Using the material below, print the line that contains "Query: stack of white towels", the line that contains "like (97, 299).", and every line in between, exactly and nothing else.
——————————
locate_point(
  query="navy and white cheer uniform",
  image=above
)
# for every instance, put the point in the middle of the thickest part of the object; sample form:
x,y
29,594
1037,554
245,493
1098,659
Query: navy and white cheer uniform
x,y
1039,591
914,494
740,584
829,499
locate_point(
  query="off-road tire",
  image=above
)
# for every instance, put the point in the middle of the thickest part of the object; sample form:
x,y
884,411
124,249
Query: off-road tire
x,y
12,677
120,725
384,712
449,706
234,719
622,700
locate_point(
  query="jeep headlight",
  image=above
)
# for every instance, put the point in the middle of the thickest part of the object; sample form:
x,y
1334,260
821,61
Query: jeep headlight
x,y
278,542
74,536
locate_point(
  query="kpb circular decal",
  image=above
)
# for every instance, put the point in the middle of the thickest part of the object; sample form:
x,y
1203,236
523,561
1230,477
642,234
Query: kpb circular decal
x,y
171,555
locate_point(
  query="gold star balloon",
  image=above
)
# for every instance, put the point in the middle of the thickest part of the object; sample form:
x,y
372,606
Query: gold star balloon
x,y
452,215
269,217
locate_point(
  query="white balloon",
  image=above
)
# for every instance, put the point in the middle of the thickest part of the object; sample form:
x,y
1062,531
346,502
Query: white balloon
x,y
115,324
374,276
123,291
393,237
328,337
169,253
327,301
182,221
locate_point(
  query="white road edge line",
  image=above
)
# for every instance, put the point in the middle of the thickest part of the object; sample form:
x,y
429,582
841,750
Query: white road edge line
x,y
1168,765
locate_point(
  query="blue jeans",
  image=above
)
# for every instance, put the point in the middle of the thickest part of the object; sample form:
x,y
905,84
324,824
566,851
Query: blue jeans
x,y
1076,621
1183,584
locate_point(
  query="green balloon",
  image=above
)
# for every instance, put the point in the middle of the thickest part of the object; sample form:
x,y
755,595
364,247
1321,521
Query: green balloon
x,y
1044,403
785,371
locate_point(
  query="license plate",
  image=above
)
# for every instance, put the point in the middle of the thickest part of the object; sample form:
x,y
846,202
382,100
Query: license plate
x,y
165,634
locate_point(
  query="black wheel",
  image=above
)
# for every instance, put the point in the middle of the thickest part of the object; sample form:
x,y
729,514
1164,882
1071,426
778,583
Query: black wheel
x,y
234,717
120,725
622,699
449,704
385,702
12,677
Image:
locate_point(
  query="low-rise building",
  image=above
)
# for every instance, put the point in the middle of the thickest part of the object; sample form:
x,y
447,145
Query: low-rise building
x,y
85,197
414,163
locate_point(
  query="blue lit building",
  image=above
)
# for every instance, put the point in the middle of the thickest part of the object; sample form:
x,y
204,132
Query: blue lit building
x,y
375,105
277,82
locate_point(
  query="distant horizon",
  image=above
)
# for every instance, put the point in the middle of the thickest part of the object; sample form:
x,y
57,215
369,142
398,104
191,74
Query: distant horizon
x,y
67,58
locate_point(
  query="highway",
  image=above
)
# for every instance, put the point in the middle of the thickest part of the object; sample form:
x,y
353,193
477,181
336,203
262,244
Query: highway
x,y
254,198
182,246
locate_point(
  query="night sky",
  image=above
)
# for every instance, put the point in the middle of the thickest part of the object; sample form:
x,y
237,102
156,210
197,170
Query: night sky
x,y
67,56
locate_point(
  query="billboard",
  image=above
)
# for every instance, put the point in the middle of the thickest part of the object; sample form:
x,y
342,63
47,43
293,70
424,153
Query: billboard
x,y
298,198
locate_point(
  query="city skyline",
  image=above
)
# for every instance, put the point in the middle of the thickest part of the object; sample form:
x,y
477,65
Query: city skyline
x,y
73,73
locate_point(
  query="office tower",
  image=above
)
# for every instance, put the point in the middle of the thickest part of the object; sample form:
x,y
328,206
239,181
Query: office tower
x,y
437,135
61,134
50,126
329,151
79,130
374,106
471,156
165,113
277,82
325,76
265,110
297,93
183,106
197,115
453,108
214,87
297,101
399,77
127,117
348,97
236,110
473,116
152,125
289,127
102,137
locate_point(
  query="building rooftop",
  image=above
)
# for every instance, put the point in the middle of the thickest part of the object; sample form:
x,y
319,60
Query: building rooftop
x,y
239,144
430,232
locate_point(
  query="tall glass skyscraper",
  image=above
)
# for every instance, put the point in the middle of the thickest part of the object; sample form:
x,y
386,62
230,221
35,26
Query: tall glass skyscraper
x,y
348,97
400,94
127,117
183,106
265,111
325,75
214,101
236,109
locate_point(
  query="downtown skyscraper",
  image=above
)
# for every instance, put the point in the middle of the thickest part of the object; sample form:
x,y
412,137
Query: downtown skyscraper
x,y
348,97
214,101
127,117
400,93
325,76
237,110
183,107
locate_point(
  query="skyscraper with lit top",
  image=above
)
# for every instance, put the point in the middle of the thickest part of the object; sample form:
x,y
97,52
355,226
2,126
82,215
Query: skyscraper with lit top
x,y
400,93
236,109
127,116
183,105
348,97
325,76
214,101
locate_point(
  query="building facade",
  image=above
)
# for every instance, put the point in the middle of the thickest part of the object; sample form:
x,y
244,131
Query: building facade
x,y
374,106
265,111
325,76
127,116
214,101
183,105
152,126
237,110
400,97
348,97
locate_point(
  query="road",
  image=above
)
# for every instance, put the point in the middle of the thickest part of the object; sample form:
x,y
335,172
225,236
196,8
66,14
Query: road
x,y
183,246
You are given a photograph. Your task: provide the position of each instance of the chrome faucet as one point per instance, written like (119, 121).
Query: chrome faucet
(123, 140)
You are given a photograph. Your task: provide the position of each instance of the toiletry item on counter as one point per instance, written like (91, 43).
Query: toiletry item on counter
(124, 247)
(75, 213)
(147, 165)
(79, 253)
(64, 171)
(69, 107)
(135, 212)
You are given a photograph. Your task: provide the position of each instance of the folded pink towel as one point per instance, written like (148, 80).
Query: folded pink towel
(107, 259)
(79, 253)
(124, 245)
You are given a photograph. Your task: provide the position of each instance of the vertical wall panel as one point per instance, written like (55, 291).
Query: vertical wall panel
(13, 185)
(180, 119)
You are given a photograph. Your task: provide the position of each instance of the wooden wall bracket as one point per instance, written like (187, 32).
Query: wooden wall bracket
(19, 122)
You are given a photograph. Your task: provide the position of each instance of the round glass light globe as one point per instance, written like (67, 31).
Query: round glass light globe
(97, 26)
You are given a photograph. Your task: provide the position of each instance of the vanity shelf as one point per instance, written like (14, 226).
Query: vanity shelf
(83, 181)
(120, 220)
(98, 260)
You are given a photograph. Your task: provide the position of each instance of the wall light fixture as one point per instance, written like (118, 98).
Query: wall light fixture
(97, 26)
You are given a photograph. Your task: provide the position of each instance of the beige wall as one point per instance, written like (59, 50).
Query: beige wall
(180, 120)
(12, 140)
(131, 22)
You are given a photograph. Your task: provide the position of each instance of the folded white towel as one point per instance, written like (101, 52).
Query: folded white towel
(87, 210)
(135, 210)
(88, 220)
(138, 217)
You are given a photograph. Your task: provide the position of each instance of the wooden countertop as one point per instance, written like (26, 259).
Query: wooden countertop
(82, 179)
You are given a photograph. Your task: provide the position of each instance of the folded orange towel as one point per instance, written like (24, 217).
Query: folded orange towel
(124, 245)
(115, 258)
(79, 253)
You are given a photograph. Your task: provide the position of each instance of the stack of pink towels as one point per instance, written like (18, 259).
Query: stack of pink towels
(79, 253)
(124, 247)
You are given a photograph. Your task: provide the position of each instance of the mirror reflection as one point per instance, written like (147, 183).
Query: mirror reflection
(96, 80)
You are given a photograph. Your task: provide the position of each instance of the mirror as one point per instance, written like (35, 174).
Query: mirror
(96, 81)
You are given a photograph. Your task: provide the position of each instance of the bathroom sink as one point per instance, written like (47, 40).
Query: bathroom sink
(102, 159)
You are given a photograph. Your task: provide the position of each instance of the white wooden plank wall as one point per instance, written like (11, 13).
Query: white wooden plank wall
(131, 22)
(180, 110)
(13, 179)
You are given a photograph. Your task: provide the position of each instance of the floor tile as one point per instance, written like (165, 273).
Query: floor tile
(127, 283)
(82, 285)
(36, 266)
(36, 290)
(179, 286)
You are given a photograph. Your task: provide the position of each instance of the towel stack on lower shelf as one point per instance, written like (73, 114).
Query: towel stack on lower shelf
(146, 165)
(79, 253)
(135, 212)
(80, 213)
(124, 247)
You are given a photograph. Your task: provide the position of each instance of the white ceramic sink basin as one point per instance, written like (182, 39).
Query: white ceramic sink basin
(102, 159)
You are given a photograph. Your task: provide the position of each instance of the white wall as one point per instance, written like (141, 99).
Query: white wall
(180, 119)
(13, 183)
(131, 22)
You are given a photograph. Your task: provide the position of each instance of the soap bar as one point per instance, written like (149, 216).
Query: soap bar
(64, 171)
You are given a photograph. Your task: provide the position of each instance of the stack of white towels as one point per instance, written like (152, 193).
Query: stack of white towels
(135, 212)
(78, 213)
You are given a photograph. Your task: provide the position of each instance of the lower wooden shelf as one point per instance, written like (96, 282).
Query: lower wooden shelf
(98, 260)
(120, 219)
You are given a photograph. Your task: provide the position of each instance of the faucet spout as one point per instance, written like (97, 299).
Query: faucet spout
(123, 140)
——————————
* **TASK SOLUTION**:
Query: stack of white towels
(135, 212)
(78, 213)
You are given a photograph. Your task: provide the position of each instance of the lower wooden shelf as one point per instance, written like (96, 282).
Query: lower wooden shelf
(98, 260)
(120, 219)
You are given a photograph. Your task: provide the position of each instance of the faucet spout as one point per instance, written like (97, 299).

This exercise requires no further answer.